Document passage:

Vector: On the left, a MySQL database icon begins to pixelate and break apart. The disintegrated pixels move towards the right and reassemble to form a directory folder icon. From this folder, multiple file icons are emerging. Floating between the database and the directory are snippets of Python code, acting as a bridge. Above the entire scene, a softly glowing Python logo illuminates everything.

Exporting Database Tables to Parquet Files Using Python and Pandas

Managing MySQL databases can often be costly and time-consuming. If you’re working with databases containing static data, an effective alternative is to convert your database tables into individual Parquet files. By storing these files and leveraging Python for direct querying, you’ll maintain your existing querying capabilities and benefit from improved query performance, cost reduction, and serverless infrastructure. In this blog post, we’ll guide you through the process of crafting a Python function that allows you to effortlessly export specific tables from your database into Parquet files.

Step 1: Import necessary libraries

To get started, we’ll import the necessary libraries for our function.

# Standard library imports
import json
import os
import subprocess
import sys
import time
import warnings

# Threading and concurrency
import concurrent.futures

# Date and time
import datetime as dt
import pytz

# Data processing and database
import numpy as np
import pandas as pd
import pyarrow
import pyarrow.parquet as pq
import sqlalchemy
from sqlalchemy import create_engine

# Timezone setup
central = pytz.timezone('US/Central')

# Warnings configuration
warnings.filterwarnings("ignore", category=FutureWarning, module="pyarrow")

Step 2: Create a Credentials File and a MySQL Connection

The first code snippet has the format for a credentials file. I recommend saving this as a JSON file separately from your code so that your credentials are not exposed in your code.

The code snippet sets the credentials as an environmental variable and then creates a function that establishes a connection engine. This engine will be used to read the data from the MySQL database into a Pandas DataFrame.

The base_folder variable is where the parquet files will be saved.

#Example format to store credetials in seperate file
{
    "host":"127.0.0.1",
    "username":"user",
    "password":"password",
    "port":3306,
    "database":"database",
    # "ssl_ca":"path_to_file" #Optional if ssl
}
#Import the creds as an environmental variable 
os.environ["CREDS_PATH"] = "/path_to_file/creds.json"
base_folder = "path_to_folder" #Path to save parquet files

def create_sqlalchemy_engine():

    creds_path = os.environ.get("CREDS_PATH")
    with open(creds_path, 'r') as file:
        creds = json.load(file)

    # Construct the connection string (URI) for SQLAlchemy
    connection_string = (
        f"mysql+pymysql://{creds['username']}:{creds['password']}@"
        f"{creds['host']}:{creds['port']}/{creds['database']}"
    )

    if 'ssl_ca' in creds:
        ssl_args = {'ssl_ca': creds['ssl_ca']}
        engine = create_engine(connection_string, connect_args=ssl_args)
    else:
        engine = create_engine(connection_string)

    return engine

Step 3: Define Functions to Read the Database

The first function allows you to enter a SQL query as a string and receive the results in a Pandas DataFrame. The advantage of using the read_sql function from Pandas is that it ensures the integrity of the database schema is maintained.

Data block:
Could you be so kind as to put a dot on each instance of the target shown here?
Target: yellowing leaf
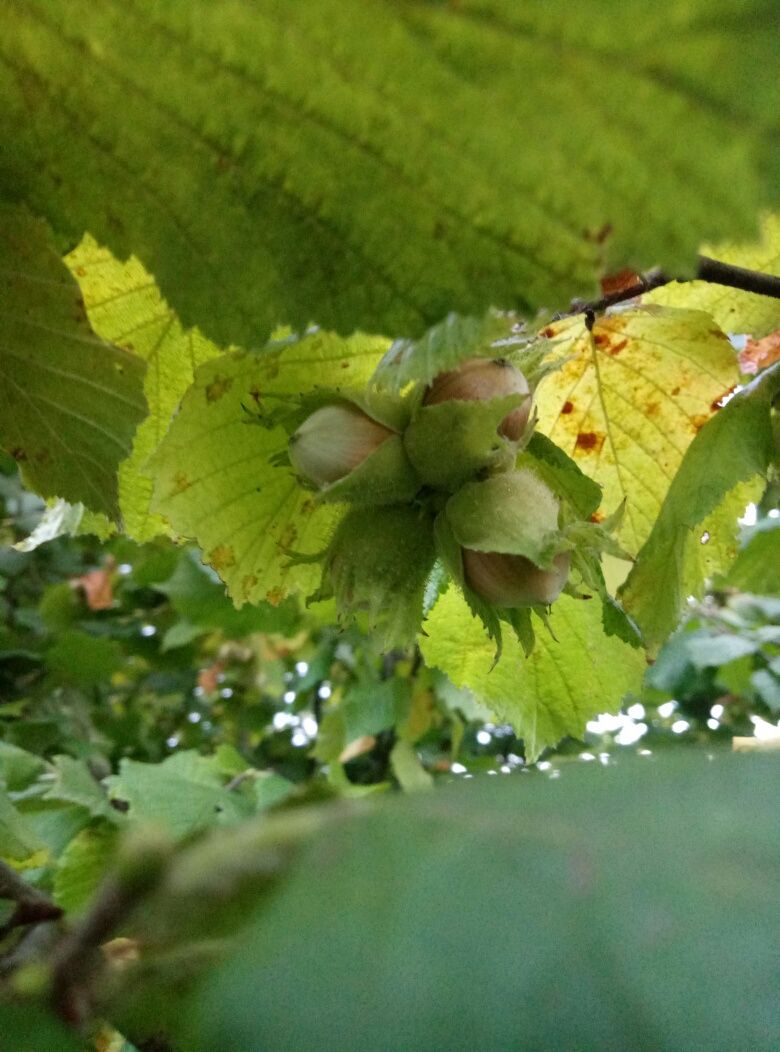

What you need to do: Continue the post on exporting MySQL tables to Parquet files with Python and Pandas, starting right after its final sentence.

Result of the exercise:
def run_sql_query(query, mysql_connection, params=None):
    """
    Execute an SQL query and return the results as a pandas DataFrame.

    :param query: SQL query string
    :param mysql_connection: Active pymysql connection
    :param params: Optional parameters for the query
    :return: Resulting data as a pandas DataFrame
    """
    try:
        # Use pandas.read_sql() to fetch data directly into a DataFrame
        df = pd.read_sql(query, mysql_connection, params=params)
    except Exception as e:
        print(f"Error executing query: {e}")
        return None

    return df

This next function is a little helper function to help create a list of every table in the database to iterate through later.

def retrieve_all_tables(mysql_connection):
    # Use pandas.read_sql() to directly fetch data into a DataFrame
    query = "SHOW TABLES"
    df = pd.read_sql(query, mysql_connection)
    
    # Assuming the DataFrame has a single column with table names
    tables_lst = df.iloc[:, 0].tolist()
    
    return tables_lst

Finally, the main function here will read the table data incrementally and store it in a Parquet file format. Some things to point out:

  1. The data is streamed to parquet by leveraging the LIMIT and OFFSET. This way large tables will not cause an out-of-memory issue with Pandas. Changing the chunk_size parameter will also reduce the size of data held in memory.
  2. The data is stored in a directory as the name of the file followed by parquet. The individual data files are in that directory. You can direct pandas to the file directory to read all the data. For example, pd.read_parquet(table.parquet).
  3. The set_dtype_for_null_columns function will help explicitly set the column types for columns that are all null. Null columns get set as floats which can cause a problem if the data later in the table is a different data type.
  4. The function dynamically ends once it reads all the data in the table.
def set_dtype_for_null_columns(mysql_connection, df, table_name):
    """
    This function explicitly sets the data type when the column is all null.
    """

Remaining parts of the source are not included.